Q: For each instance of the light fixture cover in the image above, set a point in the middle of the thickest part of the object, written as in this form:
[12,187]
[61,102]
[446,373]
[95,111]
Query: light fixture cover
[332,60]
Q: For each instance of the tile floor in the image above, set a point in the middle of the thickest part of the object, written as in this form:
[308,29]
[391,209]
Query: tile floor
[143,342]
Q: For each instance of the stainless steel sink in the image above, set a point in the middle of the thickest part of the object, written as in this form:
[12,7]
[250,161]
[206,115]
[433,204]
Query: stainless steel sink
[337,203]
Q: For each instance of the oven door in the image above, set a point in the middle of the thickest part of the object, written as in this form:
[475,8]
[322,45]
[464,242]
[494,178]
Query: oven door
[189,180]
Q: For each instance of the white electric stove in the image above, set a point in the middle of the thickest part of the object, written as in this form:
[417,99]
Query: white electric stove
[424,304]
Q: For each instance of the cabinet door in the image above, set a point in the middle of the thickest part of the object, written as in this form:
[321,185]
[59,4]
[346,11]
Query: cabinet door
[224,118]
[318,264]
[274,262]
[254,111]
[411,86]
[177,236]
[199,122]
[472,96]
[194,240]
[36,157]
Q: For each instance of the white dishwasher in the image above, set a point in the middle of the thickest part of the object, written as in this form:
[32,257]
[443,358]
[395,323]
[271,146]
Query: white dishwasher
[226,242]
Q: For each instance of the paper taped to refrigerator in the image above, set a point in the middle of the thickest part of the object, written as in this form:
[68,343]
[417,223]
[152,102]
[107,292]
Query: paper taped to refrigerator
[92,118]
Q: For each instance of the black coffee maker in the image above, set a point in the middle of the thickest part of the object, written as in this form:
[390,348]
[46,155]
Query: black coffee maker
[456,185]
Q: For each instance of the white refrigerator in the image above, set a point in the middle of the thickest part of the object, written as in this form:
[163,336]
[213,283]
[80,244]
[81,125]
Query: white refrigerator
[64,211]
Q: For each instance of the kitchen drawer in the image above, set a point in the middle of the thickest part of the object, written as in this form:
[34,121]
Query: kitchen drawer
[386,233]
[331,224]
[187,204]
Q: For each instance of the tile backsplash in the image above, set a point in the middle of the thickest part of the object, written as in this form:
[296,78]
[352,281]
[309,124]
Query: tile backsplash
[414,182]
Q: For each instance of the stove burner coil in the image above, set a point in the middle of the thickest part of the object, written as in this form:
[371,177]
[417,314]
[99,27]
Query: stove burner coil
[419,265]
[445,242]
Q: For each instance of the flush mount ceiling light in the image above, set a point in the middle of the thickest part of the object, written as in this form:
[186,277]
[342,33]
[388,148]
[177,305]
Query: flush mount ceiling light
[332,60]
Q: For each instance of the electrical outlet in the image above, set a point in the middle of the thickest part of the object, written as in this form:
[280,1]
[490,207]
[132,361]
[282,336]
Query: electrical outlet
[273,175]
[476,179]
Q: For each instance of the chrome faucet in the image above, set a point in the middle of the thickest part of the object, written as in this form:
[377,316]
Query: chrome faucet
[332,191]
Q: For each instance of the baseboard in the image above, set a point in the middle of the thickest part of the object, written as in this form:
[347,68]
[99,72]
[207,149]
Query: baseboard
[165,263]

——

Task directions: Can you copy the entire listing above, line for line, without changing anything?

Exercise result:
Q: For each instance of the light fixture cover in the image above, set a point in the middle of the thickest part of the object, written as in this form:
[12,187]
[61,102]
[446,373]
[95,111]
Query: light fixture cover
[332,60]
Q: For each instance of the tile floor in the image above, set a point in the middle of the thickest part of the object, written as in this form:
[308,29]
[391,209]
Query: tile floor
[143,342]
Q: For each instance of the stainless steel sink in the image above, set a point in the middle of the thickest part of the object, written as in this form:
[12,7]
[250,161]
[206,115]
[433,204]
Query: stainless steel sink
[337,203]
Q: For each instance of the oven door in the image above, set a point in the middle of the thickest part of the object, written as in this form:
[475,8]
[322,45]
[464,242]
[494,178]
Query: oven door
[189,180]
Q: For each instance of the white electric stove in the image above, set a point in the middle of the thickest part of the object, written as in this form:
[417,99]
Query: white electric stove
[424,304]
Q: For each instance of the cabinet door in the image above, set a point in the middle of the thickest part of the object, written as in this form:
[321,185]
[59,4]
[346,11]
Query: cabinet door
[224,118]
[318,264]
[274,262]
[254,111]
[411,86]
[177,236]
[199,122]
[472,96]
[194,240]
[36,157]
Q: For each instance of the white dishwasher in the image above, set a point in the middle of the thickest part of the object, written as in this form:
[32,257]
[443,358]
[395,323]
[271,146]
Query: white dishwasher
[226,242]
Q: For each instance of the paper taped to refrigerator in the image above, set a point in the middle of the thickest part of the object, written as in this form:
[68,343]
[417,223]
[152,102]
[107,292]
Query: paper taped to refrigerator
[92,118]
Q: For each instance of the black coffee maker in the image above, set a point in the middle of the thickest part of the object, written as in this form:
[390,348]
[46,155]
Query: black coffee maker
[456,185]
Q: For each instance of the white refrigerator in the image above, set a point in the middle of the thickest part of the object, written as in this form:
[163,336]
[213,283]
[80,244]
[81,125]
Query: white refrigerator
[64,211]
Q: For each instance of the kitchen drawer in the image above, set a point in the middle of the thickest part of the object, written as in this form:
[34,121]
Query: kitchen drawer
[386,233]
[331,224]
[187,204]
Q: For each instance of the tile backsplash in the image above, set a point in the middle of the thickest part of the object, written as in this form:
[296,78]
[352,281]
[309,124]
Query: tile backsplash
[414,182]
Q: For each instance of the stove burner coil in the image above, set a point in the middle of the thickest part of the object, written as in this form:
[371,177]
[417,314]
[99,27]
Query: stove burner coil
[419,265]
[445,242]
Q: For each instance of the flush mount ceiling light in the image above, set a point in the middle of the thickest part of the object, written as in this form:
[186,277]
[342,33]
[388,148]
[177,305]
Query: flush mount ceiling light
[332,60]
Q: For each instance of the electrical outlet in the image above, set a point in the middle of the thickest part of the object, written as in this form:
[280,1]
[490,207]
[132,361]
[282,336]
Query: electrical outlet
[273,175]
[476,179]
Q: For each instance of the chrome faucet in the image above, set a point in the middle of the thickest part of the object, written as in this form:
[377,316]
Query: chrome faucet
[332,191]
Q: For each instance of the baseboard in the image above, set a point in the middle of the thickest part of the object, written as in this form:
[347,68]
[99,72]
[207,149]
Query: baseboard
[165,263]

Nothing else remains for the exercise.